What you should do >>
Please return each record exactly, leaving nothing out.

━━ Task input ━━

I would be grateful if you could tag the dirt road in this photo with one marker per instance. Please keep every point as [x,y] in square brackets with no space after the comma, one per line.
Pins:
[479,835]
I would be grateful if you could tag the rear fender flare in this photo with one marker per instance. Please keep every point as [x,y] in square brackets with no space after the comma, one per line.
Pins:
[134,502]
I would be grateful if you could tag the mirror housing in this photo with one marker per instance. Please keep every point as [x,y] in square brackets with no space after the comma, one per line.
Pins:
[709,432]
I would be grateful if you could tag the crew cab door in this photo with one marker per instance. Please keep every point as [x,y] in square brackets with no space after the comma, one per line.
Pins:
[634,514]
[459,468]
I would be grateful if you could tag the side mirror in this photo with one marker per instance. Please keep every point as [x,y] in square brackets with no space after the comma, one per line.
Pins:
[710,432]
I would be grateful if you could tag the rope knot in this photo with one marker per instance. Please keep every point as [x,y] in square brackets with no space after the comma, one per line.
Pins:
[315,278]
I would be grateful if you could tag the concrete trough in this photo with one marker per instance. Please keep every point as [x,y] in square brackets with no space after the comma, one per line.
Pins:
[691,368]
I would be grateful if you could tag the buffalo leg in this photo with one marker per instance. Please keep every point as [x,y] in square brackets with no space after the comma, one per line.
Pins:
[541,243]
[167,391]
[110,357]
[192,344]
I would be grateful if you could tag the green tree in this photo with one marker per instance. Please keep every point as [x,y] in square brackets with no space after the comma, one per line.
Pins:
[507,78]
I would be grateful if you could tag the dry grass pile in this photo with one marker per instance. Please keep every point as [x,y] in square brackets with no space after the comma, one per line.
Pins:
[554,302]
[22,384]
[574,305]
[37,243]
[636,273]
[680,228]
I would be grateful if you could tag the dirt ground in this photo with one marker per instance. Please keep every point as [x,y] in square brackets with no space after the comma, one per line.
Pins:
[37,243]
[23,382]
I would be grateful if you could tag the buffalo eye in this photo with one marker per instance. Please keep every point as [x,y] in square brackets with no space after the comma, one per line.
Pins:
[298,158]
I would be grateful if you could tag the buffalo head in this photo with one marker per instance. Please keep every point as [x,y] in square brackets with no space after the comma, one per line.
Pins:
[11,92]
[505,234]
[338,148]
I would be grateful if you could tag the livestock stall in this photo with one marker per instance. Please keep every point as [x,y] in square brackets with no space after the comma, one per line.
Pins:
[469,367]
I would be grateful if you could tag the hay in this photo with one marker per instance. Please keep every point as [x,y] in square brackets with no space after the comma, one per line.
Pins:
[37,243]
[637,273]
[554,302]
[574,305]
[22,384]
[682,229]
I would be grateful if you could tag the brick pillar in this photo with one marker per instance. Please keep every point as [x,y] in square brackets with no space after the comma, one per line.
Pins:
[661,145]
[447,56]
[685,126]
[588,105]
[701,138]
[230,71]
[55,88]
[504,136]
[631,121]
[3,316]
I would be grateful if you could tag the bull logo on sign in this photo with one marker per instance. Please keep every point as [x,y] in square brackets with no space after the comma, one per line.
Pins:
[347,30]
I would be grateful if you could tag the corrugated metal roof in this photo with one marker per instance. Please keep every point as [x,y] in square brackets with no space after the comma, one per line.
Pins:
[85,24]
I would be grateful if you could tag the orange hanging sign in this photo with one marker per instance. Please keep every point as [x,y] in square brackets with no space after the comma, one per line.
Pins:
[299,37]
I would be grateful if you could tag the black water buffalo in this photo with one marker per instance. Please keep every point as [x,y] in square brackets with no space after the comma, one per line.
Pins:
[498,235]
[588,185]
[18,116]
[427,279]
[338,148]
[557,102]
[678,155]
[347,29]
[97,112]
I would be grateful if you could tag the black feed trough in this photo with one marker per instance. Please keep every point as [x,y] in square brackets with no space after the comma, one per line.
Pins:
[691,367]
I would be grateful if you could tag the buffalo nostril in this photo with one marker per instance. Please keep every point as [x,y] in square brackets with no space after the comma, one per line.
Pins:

━━━

Answer to the problem >>
I would be grateful if you could tag the dirt road in this photo with one marker per instance. Please keep every point as [x,y] in square brackets with no space after the comma, one per line.
Pins:
[479,835]
I would be grateful if you could tag the rear fender flare in this photo with one marker per instance. Please keep every point as [x,y] in square brackets with no space after the comma, one per line.
Pins:
[134,502]
I would be grateful if you could tag the mirror housing in this photo with one marker per instance. Please keep every point as [x,y] in square brackets with no space after the comma, one per line.
Pins:
[709,432]
I would be grateful if you could tag the crew cab door in this photo with one marker per instance. Please keep every point as [x,y] in square brackets with no space after the comma, one per line.
Pins:
[634,514]
[459,468]
I would be grateful if you could tag the side mirror in this photo with one marker per instance. Please keep every point as [x,y] in square brackets with no space after the comma, one per line.
Pins:
[710,432]
I would be grateful if you could tag the rope knot in this photo with one marker per instance. Please keep every point as [x,y] in square brackets with no space after the comma, one per line.
Pins:
[315,278]
I would be grateful if you could tag the concrete trough in this photo with one marker per instance. Please keep every point as [x,y] in square brackets with no space after the comma, one per line.
Pins:
[691,368]
I would be grateful if you could tag the buffalo leg in this photo with one marker per instance. Please keep every point as [x,y] in square brackets with no space after the comma, one per line.
Pins:
[541,243]
[167,391]
[110,357]
[192,344]
I would be grateful if you could tag the green tree in this photo with one marker per instance. Please keep every point as [x,y] in square brackets with no space after the comma, one per line.
Pins:
[507,78]
I would be grateful if you could tag the dry grass pile in this photo with one marker per instance. Please keep every point as [x,y] in square brackets with no space after the comma, one per line.
Pins:
[554,302]
[22,384]
[574,305]
[37,243]
[636,273]
[680,228]
I would be grateful if you could tag the dirt ground in this photo with one marker per instance. Please keep every point as [x,y] in square brackets with no space after the comma, one per line.
Pins:
[37,243]
[23,382]
I would be grateful if you could tag the buffalo eye in this photo with one marker per instance. Please keep every point as [x,y] in square brackets with no space after the comma, one per line.
Pins:
[298,158]
I would be grateful if you could tag the buffalo head in this photo with one marker per instance. Please keep every point as [x,y] in square brackets with no space after the comma, one per line.
Pins:
[11,92]
[505,234]
[338,148]
I would be grateful if you could tag the livestock stall in this photo with one marker per instance. Please keep every point as [x,y] in square brackets with no space after the comma, one per line.
Pins:
[469,367]
I would be grateful if you could tag the hay in this photo with one marker per instance. Please keep every point as [x,y] in square brackets with no space after the comma, one per line.
Pins:
[37,243]
[637,273]
[554,302]
[574,305]
[22,384]
[682,229]
I would be grateful if you could tag the brick pillar in this photo with one marker per instance. Please keep every point as [x,y] in square brackets with no space after the comma, one per line.
Pins:
[661,145]
[447,56]
[685,126]
[588,105]
[701,138]
[230,71]
[55,88]
[504,136]
[631,121]
[3,316]
I would be grateful if you could tag the bull logo on sign in this photo with one marker per instance. Please keep every point as [x,y] in square brackets with no space after the comma, one per line.
Pins:
[347,30]
I would be grateful if you could tag the corrugated metal roof in this photo with one marker per instance. Please keep every point as [x,y] in square brackets with no space after the comma, one per line.
Pins:
[85,24]
I would be grateful if you could tag the orange hanging sign in this photo with one marker per instance. Please keep every point as [x,y] in square brackets with no space after the comma, one per line.
Pins:
[299,37]
I would be grateful if you could tag the black water buffalo in this photo with one marker per instance. Please keep every point as [x,y] in square brackets with no space after the comma, one per line.
Pins:
[498,235]
[588,185]
[18,116]
[427,279]
[338,148]
[557,102]
[678,155]
[347,29]
[97,112]
I would be grateful if you could tag the black feed trough in this photo with one marker per instance. Please keep every point as [x,y] in square brackets with no space after the comma, one per line.
Pins:
[691,367]
I would be grateful if you could tag the buffalo nostril in this photo with one marker per instance. Please keep every point as [x,y] in square brackets with no space after the comma, one per line.
Pins:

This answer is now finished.